#### [What you will do]
Set down all of the data exactly as it appears.

** START Dataset content **

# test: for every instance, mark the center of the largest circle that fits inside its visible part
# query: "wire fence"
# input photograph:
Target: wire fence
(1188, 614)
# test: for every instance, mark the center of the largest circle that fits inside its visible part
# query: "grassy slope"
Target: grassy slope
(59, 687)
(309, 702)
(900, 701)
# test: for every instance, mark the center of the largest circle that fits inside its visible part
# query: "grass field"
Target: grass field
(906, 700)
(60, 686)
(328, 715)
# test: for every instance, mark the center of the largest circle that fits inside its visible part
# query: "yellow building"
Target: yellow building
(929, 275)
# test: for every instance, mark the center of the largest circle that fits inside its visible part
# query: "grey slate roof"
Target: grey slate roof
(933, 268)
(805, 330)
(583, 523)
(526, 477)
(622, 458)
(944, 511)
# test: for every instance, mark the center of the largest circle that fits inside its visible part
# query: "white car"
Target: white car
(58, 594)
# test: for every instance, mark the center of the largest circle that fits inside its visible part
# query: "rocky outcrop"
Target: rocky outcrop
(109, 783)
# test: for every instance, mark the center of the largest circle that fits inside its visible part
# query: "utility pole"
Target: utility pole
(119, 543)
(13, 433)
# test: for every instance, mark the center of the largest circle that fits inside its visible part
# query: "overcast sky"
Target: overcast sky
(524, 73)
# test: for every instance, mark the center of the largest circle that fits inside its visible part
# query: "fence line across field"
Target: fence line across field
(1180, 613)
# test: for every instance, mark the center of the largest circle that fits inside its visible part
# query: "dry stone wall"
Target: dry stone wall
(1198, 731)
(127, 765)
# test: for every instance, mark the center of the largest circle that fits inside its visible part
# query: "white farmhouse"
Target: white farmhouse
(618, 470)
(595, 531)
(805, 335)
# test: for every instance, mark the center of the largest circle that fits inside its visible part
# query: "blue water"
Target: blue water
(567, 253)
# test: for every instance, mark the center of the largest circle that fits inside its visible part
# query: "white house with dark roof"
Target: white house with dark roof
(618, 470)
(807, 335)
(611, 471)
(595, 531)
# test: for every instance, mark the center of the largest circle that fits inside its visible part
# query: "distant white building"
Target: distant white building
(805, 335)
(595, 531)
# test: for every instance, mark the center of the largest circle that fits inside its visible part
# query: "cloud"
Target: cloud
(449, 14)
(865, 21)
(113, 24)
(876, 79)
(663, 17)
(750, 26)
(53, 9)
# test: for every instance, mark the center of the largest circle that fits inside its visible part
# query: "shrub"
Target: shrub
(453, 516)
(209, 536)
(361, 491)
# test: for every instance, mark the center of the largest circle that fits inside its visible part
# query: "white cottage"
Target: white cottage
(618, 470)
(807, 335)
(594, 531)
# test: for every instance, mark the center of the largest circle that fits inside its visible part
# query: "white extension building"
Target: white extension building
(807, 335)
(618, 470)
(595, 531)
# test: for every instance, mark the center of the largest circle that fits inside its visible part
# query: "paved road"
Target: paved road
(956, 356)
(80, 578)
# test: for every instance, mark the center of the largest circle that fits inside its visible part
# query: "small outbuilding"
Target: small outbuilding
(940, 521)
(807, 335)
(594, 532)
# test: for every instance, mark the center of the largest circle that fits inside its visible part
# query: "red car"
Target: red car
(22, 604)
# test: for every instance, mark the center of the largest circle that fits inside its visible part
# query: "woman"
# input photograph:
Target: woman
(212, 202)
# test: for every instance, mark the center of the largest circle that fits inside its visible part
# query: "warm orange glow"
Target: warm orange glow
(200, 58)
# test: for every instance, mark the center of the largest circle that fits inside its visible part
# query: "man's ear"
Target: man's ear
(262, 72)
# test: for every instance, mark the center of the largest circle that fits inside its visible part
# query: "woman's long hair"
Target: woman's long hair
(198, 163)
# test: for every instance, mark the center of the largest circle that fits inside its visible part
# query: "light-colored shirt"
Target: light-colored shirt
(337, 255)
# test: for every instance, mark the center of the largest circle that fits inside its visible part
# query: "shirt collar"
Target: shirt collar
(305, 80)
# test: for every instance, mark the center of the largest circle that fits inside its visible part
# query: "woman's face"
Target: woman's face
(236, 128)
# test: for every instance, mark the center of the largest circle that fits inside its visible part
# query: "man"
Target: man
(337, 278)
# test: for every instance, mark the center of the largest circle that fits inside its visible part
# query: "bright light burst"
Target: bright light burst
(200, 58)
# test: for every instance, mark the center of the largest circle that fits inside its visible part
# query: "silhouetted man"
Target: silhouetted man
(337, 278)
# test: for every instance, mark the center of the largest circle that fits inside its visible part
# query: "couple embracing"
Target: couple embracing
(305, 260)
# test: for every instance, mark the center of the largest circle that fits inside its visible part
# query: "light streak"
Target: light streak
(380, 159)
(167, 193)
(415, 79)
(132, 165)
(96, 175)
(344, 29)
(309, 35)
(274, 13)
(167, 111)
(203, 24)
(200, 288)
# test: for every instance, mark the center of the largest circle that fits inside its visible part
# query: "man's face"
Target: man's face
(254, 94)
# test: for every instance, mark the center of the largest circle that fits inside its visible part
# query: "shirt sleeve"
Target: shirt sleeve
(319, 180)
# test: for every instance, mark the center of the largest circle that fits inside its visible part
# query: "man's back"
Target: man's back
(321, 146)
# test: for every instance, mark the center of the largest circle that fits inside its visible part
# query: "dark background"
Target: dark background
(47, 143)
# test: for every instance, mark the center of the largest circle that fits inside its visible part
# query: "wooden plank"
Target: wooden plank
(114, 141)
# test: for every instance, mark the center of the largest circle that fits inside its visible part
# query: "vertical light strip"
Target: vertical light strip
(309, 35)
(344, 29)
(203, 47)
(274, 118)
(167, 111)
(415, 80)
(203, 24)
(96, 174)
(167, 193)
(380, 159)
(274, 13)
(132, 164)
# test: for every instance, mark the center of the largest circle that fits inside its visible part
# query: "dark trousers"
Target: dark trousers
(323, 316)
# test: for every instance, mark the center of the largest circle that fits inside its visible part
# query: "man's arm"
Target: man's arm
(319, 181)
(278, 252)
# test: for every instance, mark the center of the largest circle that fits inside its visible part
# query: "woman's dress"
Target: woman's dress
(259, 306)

** END Dataset content **

#### [Solution for this exercise]
# test: for every instance, mark the center of the largest circle that fits inside its visible part
# query: "wire fence"
# input photograph:
Target: wire fence
(1188, 614)
# test: for every instance, mark the center of the largest circle that fits inside its visible part
# query: "grassy slope"
Target: grassy slope
(59, 687)
(309, 702)
(900, 701)
# test: for every instance, mark the center of the largest circle that fits inside its visible part
# query: "grass field"
Target: grass field
(906, 700)
(60, 686)
(328, 715)
# test: for every instance, mark the center of the largest circle that fits inside its visible part
# query: "yellow building"
Target: yellow building
(929, 275)
# test: for every instance, mark the center of the largest circle that fits inside its visible part
# query: "grey slate roof"
Target: grey slate roof
(933, 268)
(805, 330)
(583, 523)
(526, 477)
(622, 458)
(944, 511)
# test: for every instance, mark the center of the largest circle that fits inside its visible part
# query: "white car"
Target: white car
(58, 594)
# test: for every instance, mark the center of the largest circle that fits inside its visible part
# query: "rocky outcrop"
Target: rocky outcrop
(109, 783)
# test: for every instance, mark the center of the largest circle that fits inside its visible part
# query: "utility pole"
Target: utility pole
(119, 543)
(13, 433)
# test: for every instance, mark the center of the largest circle that fits inside its visible part
# query: "overcast sky"
Target: overcast sky
(524, 73)
# test: for every instance, mark the center of the largest circle that fits inside its visible part
# query: "fence line across field"
Target: fence line across field
(1180, 613)
# test: for every instance, mark the center of the largest circle that fits inside its visible part
# query: "dry stone wall"
Target: dry stone wall
(1198, 731)
(127, 765)
# test: for every instance, mark the center of the largest circle that fits inside its visible part
# query: "white farmhouse"
Target: white farmhouse
(618, 470)
(595, 531)
(805, 335)
# test: for every instance, mark the center of the largest circle that fits inside its visible part
# query: "blue water"
Target: blue water
(567, 253)
# test: for every instance, mark the center of the largest circle that fits inside its visible part
# query: "white house with dark roof"
Target: white house with dark roof
(618, 470)
(807, 335)
(611, 471)
(595, 531)
# test: for every instance, mark the center of the largest circle that fits inside its visible part
# query: "distant white building"
Target: distant white building
(805, 335)
(595, 531)
# test: for every instance, mark the center of the largest circle that fits inside its visible part
# query: "cloud"
Target: cloud
(449, 14)
(865, 21)
(113, 24)
(876, 79)
(663, 17)
(750, 26)
(53, 9)
# test: for every instance, mark the center of the largest circle that fits inside its visible part
# query: "shrub"
Target: shrub
(453, 516)
(209, 536)
(361, 491)
# test: for every instance, mark the center of the largest circle that fits inside its visible part
# query: "white cottage"
Target: white cottage
(618, 470)
(807, 335)
(594, 531)
# test: for every instance, mark the center of the largest circle that fits inside its visible part
# query: "white extension building"
Target: white extension building
(807, 335)
(618, 470)
(595, 531)
# test: for every instance, mark the center of the largest circle that fits inside its visible part
# query: "paved road"
Target: paved road
(956, 356)
(80, 578)
# test: for every instance, mark the center of the largest circle that fits inside its visible part
# query: "small outbuilding"
Target: small outbuilding
(940, 521)
(807, 335)
(594, 532)
# test: for every instance, mark the center of the largest circle that fits inside its visible part
# query: "red car"
Target: red car
(22, 604)
# test: for every instance, mark the center of the largest circle that fits inside its visible part
# query: "woman"
# input photograph:
Target: woman
(212, 202)
# test: for every instance, mark the center of the largest circle that fits inside its visible part
# query: "warm orange glow"
Target: warm orange glow
(200, 58)
# test: for every instance, mark the center of the largest circle that fits inside its visible part
# query: "man's ear"
Target: man's ear
(262, 72)
# test: for every instance, mark the center of the largest circle that fits inside its visible part
# query: "woman's long hair"
Target: woman's long hair
(198, 163)
# test: for every instance, mark the center of the largest circle that fits inside its visible part
# query: "light-colored shirt"
Target: light-colored shirt
(337, 255)
# test: for every instance, mark the center of the largest circle that fits inside its visible part
# query: "shirt collar"
Target: shirt collar
(305, 80)
# test: for every instance, mark the center of the largest circle that fits inside its visible part
# query: "woman's face"
Target: woman's face
(236, 128)
# test: for every instance, mark the center of the largest circle that fits inside its visible part
# query: "man"
Target: man
(337, 278)
# test: for every instance, mark the center of the largest circle that fits inside its visible part
# query: "bright light burst"
Target: bright light burst
(200, 58)
# test: for every instance, mark the center of the largest circle that fits inside its visible part
# query: "silhouetted man"
Target: silhouetted man
(337, 278)
# test: for every instance, mark the center of the largest circle that fits inside its visible part
# query: "couple embracing"
Target: couple embracing
(305, 260)
# test: for every instance, mark the center of the largest circle that fits inside its visible part
# query: "light streak"
Target: light streak
(380, 159)
(167, 193)
(415, 79)
(132, 165)
(96, 175)
(344, 29)
(309, 35)
(274, 13)
(167, 111)
(203, 24)
(200, 288)
# test: for every instance, mark the center of the largest circle that fits inside its visible part
# query: "man's face"
Target: man's face
(254, 94)
# test: for every instance, mark the center of the largest circle that fits inside its visible part
# query: "shirt sleeve"
Target: shirt sleeve
(319, 180)
# test: for every instance, mark the center of the largest circle that fits inside its visible part
# query: "man's back"
Target: man's back
(321, 146)
# test: for every instance, mark the center of the largest circle that fits inside its visible part
# query: "dark background"
Target: dark background
(47, 143)
# test: for every instance, mark the center of the largest circle that fits inside its visible part
# query: "wooden plank"
Target: wooden plank
(114, 141)
# test: for every instance, mark the center of the largest circle that fits inside its visible part
# query: "vertical light strip"
Target: vertical light strip
(309, 35)
(344, 29)
(203, 47)
(274, 118)
(167, 111)
(415, 80)
(203, 24)
(96, 174)
(167, 193)
(380, 159)
(274, 13)
(132, 164)
# test: for every instance, mark the center of the largest circle that fits inside its visible part
# query: "dark trousers"
Target: dark trousers
(323, 316)
# test: for every instance, mark the center of the largest circle that fits inside its visible part
# query: "man's arm"
Target: man's arm
(319, 181)
(278, 252)
# test: for every instance, mark the center of the largest circle that fits inside its visible part
# query: "woman's dress"
Target: woman's dress
(259, 306)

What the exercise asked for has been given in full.